Top of RECORDS PROVIDED

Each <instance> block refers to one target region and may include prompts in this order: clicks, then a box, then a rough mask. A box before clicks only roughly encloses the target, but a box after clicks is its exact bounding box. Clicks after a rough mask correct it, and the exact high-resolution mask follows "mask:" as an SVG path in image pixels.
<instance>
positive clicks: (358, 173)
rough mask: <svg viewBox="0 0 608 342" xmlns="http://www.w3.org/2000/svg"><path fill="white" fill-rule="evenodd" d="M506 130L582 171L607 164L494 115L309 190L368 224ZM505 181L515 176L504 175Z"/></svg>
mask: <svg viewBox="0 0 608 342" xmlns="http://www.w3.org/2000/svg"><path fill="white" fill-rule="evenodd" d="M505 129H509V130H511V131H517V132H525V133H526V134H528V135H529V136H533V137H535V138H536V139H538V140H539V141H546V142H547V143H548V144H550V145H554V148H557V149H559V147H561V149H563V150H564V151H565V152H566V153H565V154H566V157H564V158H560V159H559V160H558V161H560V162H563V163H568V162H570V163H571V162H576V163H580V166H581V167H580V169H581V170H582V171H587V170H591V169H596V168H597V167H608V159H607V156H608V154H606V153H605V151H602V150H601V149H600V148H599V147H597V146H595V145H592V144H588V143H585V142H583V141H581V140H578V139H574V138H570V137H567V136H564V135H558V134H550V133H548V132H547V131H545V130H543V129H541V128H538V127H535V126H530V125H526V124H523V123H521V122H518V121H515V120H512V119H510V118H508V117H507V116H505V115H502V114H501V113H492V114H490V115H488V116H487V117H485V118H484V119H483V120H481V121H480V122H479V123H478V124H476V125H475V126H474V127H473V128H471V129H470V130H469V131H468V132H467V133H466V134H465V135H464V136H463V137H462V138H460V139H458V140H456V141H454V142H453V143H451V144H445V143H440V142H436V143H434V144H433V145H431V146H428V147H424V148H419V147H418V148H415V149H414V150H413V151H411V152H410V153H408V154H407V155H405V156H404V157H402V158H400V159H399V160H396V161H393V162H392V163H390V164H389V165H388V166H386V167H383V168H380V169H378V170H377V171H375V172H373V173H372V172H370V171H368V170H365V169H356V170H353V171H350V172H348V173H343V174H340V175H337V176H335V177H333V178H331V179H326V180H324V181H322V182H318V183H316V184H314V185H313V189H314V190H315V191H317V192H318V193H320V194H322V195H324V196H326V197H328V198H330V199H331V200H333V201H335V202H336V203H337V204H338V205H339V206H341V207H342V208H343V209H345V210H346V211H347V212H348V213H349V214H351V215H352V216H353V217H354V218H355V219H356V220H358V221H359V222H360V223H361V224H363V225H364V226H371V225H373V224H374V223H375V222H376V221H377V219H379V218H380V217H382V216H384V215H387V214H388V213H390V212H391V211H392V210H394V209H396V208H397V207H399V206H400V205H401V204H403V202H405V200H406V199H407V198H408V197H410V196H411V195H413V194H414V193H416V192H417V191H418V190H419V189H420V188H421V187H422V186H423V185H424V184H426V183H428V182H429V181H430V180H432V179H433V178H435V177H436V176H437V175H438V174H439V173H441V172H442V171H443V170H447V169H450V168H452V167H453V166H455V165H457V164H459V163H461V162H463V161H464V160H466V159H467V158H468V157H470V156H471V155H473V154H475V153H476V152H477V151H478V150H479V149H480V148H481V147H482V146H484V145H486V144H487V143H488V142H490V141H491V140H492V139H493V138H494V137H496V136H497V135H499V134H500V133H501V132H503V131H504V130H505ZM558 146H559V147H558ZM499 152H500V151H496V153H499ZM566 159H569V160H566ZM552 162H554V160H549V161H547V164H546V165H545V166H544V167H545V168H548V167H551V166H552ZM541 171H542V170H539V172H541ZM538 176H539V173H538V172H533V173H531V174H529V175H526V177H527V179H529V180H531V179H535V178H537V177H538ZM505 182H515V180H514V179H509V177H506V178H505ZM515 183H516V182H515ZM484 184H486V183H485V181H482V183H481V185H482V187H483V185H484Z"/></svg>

Bottom of RECORDS PROVIDED

Every line in the data that includes the word "instance" should be counted, and only the resulting number given.

§ RESPONSE FOR THIS EXERCISE
2